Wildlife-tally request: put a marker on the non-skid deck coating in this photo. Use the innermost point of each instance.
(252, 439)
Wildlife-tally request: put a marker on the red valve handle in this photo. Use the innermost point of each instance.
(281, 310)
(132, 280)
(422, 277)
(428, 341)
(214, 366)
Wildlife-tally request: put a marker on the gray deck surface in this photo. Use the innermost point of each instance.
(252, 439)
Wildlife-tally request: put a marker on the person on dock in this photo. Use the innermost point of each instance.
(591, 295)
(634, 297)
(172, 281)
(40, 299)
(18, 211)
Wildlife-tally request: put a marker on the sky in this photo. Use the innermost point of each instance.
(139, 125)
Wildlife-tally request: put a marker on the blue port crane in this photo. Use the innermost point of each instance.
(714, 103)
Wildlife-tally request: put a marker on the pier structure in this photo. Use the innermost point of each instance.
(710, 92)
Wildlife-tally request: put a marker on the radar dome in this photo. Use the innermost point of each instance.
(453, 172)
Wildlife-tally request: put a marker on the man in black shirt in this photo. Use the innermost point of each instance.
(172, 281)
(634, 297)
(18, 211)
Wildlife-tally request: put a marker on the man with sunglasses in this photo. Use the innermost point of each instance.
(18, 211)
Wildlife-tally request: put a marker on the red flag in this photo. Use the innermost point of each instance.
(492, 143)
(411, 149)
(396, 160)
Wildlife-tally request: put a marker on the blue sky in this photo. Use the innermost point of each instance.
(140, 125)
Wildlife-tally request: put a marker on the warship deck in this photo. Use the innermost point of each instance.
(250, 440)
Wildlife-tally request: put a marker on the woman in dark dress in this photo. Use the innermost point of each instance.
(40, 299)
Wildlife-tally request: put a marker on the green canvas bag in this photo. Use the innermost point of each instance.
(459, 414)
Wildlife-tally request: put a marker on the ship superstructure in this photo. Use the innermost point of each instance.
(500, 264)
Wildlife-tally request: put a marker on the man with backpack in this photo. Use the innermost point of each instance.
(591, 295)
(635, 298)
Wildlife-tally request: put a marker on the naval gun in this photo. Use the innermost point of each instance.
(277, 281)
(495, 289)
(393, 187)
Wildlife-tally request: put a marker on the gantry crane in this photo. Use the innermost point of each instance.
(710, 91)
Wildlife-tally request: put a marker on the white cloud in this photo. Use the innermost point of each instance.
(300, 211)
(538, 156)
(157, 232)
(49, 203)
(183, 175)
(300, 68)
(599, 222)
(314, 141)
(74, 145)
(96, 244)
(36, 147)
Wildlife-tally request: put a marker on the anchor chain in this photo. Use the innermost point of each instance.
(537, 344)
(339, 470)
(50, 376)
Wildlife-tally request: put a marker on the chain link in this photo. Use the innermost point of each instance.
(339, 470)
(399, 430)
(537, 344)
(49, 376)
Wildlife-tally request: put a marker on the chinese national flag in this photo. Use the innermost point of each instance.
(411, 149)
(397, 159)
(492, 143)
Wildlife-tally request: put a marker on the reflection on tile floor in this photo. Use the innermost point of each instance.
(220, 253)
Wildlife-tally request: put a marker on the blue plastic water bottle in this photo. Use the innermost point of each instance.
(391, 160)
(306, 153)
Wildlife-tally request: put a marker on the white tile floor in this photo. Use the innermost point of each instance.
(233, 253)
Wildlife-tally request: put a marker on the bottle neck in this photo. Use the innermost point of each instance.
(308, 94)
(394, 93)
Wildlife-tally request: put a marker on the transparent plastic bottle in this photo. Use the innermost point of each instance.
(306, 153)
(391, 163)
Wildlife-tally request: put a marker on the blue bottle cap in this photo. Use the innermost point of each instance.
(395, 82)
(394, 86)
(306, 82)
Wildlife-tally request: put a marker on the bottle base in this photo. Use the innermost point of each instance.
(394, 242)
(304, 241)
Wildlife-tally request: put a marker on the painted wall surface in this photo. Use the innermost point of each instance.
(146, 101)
• • • • •
Print all of the entries again, exactly as written.

Wildlife-tally request: put a marker on the non-skid deck coating in this photo. Use the innermost point of each instance.
(252, 439)
Wildlife-tally request: put a marker on the red valve handle in this photo. Use the innermost point of each instance.
(281, 310)
(132, 280)
(422, 277)
(428, 341)
(214, 366)
Wildlife-tally request: put a marker on the gray deck surface in this photo. Use the innermost point of each instance.
(252, 439)
Wildlife-tally request: put a marker on the person on dock in this photo. Use the innermost point of each instance.
(591, 295)
(634, 297)
(172, 281)
(40, 299)
(18, 211)
Wildlife-tally request: put a marker on the sky in this photo. Use the innermost point of each instance.
(139, 125)
Wildlife-tally request: put a marker on the blue port crane in this photo. Use the innermost point of each instance.
(714, 103)
Wildlife-tally request: put a marker on the pier structure in this photo. Use the innermost point of each instance.
(710, 92)
Wildlife-tally request: put a marker on the radar dome in this photo. Use the innermost point of each instance.
(453, 172)
Wildlife-tally request: put a marker on the man in black shirt in this photo. Use the innermost point of each instance.
(172, 281)
(634, 297)
(18, 211)
Wildlife-tally request: put a marker on the man with sunglasses in this photo. Use the innermost point of each instance.
(18, 211)
Wildlife-tally request: put a marker on the red flag in this photo. Use the innermost point of each instance.
(492, 143)
(411, 149)
(396, 160)
Wildlife-tally request: put a marker on the blue sky in this photo. Use the innermost point of each instance.
(140, 125)
Wildlife-tally request: put a marker on the warship deck in this photo. Use the innermost point of each instance.
(250, 440)
Wildlife-tally request: put a marker on the woman in dark dress in this photo. Use the innermost point of each instance.
(40, 299)
Wildlife-tally request: put a marker on the green canvas bag in this photo. Use the innermost point of each instance.
(459, 414)
Wildlife-tally request: put a marker on the ship superstructure in this photo. Use the innermost point of each instance.
(500, 264)
Wildlife-tally request: put a marker on the man with backpack in this photo. Use the innermost point of each instance.
(591, 295)
(635, 298)
Wildlife-tally request: put a marker on the naval gun in this photo. Use the innermost point of each instance.
(277, 281)
(495, 289)
(393, 187)
Wildlife-tally request: put a marker on the gantry crane in this photo. Use the innermost point of each instance.
(710, 91)
Wildlife-tally request: put a marker on the white cloud in this photo. Use the innermost point of each instance.
(300, 211)
(538, 156)
(157, 232)
(49, 203)
(183, 175)
(300, 68)
(599, 222)
(314, 141)
(74, 145)
(96, 244)
(36, 147)
Wildlife-tally request: put a marker on the anchor chain in this photo. Use the innermost point of each instance.
(537, 344)
(339, 470)
(50, 376)
Wildlife-tally request: put a marker on the chain link in this photo. Use the innermost point of each instance.
(339, 470)
(399, 430)
(537, 344)
(49, 376)
Wildlife-tally request: put a marker on the chinese national flag in this photo. Use the innermost point of each instance.
(411, 149)
(397, 159)
(492, 143)
Wildlife-tally request: put a marker on the reflection on tile floor in this photo. Use the innermost point of each instance.
(220, 253)
Wildlife-tally request: put a marker on the blue plastic water bottle in this photo. Use the innermost point of each instance.
(391, 160)
(306, 153)
Wildlife-tally request: put a marker on the white tile floor in this photo. Use the innermost point of each instance.
(233, 253)
Wildlife-tally request: put a marker on the bottle neck in this photo. Use the innermost point of each instance.
(308, 94)
(394, 93)
Wildlife-tally request: put a marker on the transparent plastic bottle in this photo. Use the innermost point of each instance.
(306, 153)
(391, 163)
Wildlife-tally request: put a marker on the blue bottle cap in this photo. Use the innermost point of each instance.
(395, 82)
(394, 86)
(306, 82)
Wildlife-tally request: put a marker on the bottle base in this photo. Use the innermost point of each instance.
(394, 242)
(304, 241)
Wildlife-tally request: put a marker on the painted wall surface in this photo. Use the innermost point of each instance.
(146, 101)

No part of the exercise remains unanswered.